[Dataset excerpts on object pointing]

──────────

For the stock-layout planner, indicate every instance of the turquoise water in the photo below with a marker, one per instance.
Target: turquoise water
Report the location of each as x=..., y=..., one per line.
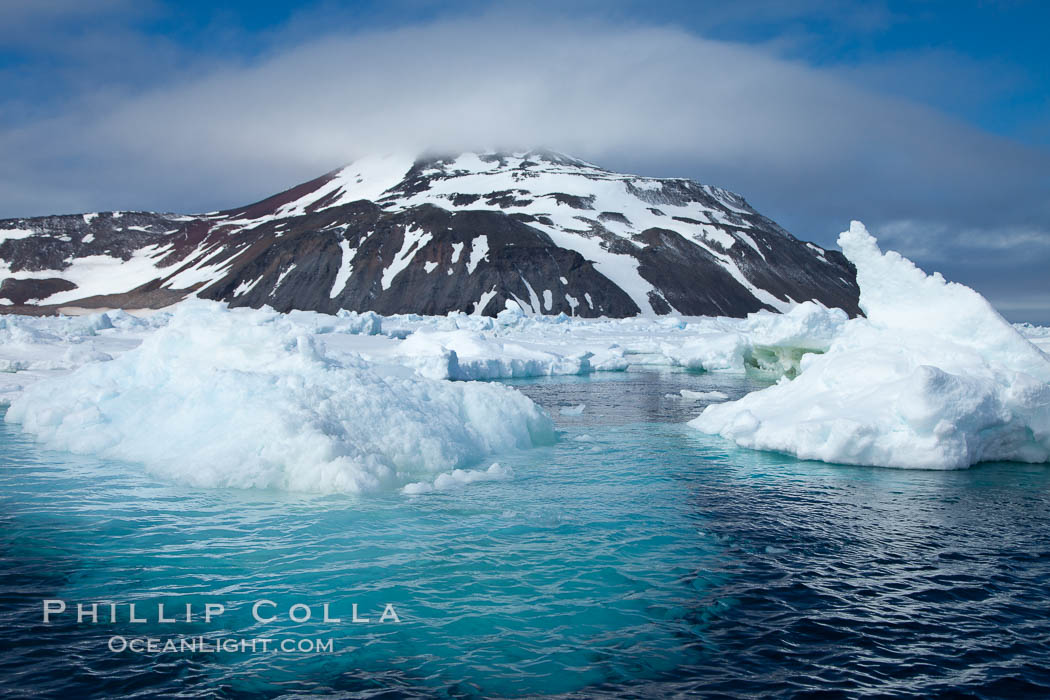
x=633, y=557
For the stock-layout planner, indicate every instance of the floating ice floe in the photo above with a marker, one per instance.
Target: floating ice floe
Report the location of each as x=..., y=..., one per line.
x=244, y=399
x=933, y=378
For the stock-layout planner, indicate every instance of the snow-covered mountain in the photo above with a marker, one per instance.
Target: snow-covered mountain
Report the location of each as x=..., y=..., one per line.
x=437, y=234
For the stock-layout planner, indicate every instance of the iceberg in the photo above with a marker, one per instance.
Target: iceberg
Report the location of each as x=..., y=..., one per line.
x=932, y=378
x=244, y=398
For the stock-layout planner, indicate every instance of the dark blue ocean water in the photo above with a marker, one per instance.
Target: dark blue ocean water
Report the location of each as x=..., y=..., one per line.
x=635, y=557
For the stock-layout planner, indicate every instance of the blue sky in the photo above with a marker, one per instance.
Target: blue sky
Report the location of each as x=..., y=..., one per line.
x=929, y=121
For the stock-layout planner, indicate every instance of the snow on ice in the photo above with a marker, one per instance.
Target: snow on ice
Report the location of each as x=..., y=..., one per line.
x=933, y=378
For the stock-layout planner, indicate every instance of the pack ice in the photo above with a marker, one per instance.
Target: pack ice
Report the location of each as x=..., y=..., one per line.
x=250, y=399
x=933, y=378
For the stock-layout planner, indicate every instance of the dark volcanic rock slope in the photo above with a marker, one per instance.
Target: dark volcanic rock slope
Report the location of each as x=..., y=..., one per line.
x=428, y=236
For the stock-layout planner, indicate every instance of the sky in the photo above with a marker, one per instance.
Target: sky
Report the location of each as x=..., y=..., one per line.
x=929, y=121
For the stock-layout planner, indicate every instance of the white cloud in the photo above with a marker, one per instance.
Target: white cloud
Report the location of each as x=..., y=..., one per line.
x=807, y=145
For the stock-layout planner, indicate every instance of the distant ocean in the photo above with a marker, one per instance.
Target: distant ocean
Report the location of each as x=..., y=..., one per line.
x=635, y=557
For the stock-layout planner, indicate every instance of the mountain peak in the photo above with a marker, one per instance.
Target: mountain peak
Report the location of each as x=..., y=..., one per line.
x=436, y=233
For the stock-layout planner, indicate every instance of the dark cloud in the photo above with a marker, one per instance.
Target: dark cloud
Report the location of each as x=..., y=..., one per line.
x=812, y=147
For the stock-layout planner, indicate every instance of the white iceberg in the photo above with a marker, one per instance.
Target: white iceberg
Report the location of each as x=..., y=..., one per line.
x=933, y=378
x=242, y=398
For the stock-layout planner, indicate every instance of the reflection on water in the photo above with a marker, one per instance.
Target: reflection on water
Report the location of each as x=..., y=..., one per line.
x=634, y=557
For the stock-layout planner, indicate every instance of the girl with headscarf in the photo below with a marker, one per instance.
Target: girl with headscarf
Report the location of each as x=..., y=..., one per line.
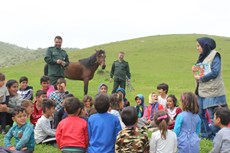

──────────

Copy the material word for word, starting at the line that contains "of the floating" and ending after the line that contains "x=437, y=234".

For the stock-layout planner, indicate every instance of the floating ice floe in the photo above with a marker, one per instance.
Target: floating ice floe
Report the location of each as x=..., y=..., one per line.
x=244, y=399
x=933, y=378
For the stock-layout planner, indicate every instance of the snow-covered mountain in the photo above with a marker, one per instance.
Target: snow-covered mountain
Report the location of each as x=..., y=..., one per line.
x=437, y=234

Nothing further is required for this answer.